▶ EXERCISE REQUIREMENTS:
A - List every film title mentioned in the panel recap.
B - Retype the part of the panel recap that begins at the words "Next panel was" and ends after the words "would approve of.".

━━━ TEXT SHOWN

I walked directly into Hall H with no waiting, which is practically unheard of, to find Nicolas Cage’s huge, bearded face on the four screens throughout the room (it’s a really big room) as he sat on stage and discussed a movie called Drive Angry 3D. I’d never heard of it either. It turns out it stars Cage, William Fichtner and something called an Amber Heard. The plot involved Cage’s having escaped from hell for some reason and Fichtner being the devil and it doesn’t really matter because the movie’s about cool cars and shotguns and it’s in 3D. Nicolas Cage shoots a guy and the shell pops out of the gun, toward the screen. So there you go. Pre-order your tickets now.
Next panel was for Skyline. I hadn’t heard of this movie until two days previous, when I saw the giant poster for it on the side of the Marriott Marina. As it turns out, it’s an alien invasion movie with a whole lot of visual effects made independently by two guys who own a VFX house with a crew of about 20 people. It’s incredibly heartwarming and exciting to think that terrible, brainless blockbusters can now be made in a way John Cassavetes would approve of.
Then the panel I was actually there for: Super, the new film from James Gunn, the man who made awesome, creepy and hilarious genre mash-up Slither a few years ago. Some of the film’s stars showed up, including an unannounced Ellen Page, fresh off the success of Inception, to introduce a trailer and one scene from the new movie. It did not disappoint. The film, about a man whose being left by his wife drives him to seek justice in the world by becoming a low rent superhero, looks very, very funny and brutally, disturbingly violent. You can’t lose.

━━━━━━
━━━ GIVEN RECORDS

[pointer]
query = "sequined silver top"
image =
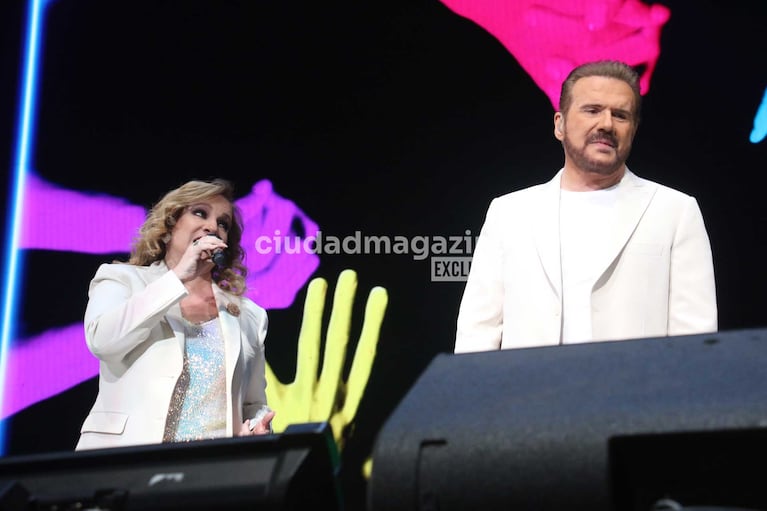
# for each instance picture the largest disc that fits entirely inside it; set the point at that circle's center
(198, 406)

━━━━━━

▶ ANSWERS TO THE EXERCISE:
A - Drive Angry 3D, Skyline, Super, Slither, Inception

B -
Next panel was for Skyline. I hadn’t heard of this movie until two days previous, when I saw the giant poster for it on the side of the Marriott Marina. As it turns out, it’s an alien invasion movie with a whole lot of visual effects made independently by two guys who own a VFX house with a crew of about 20 people. It’s incredibly heartwarming and exciting to think that terrible, brainless blockbusters can now be made in a way John Cassavetes would approve of.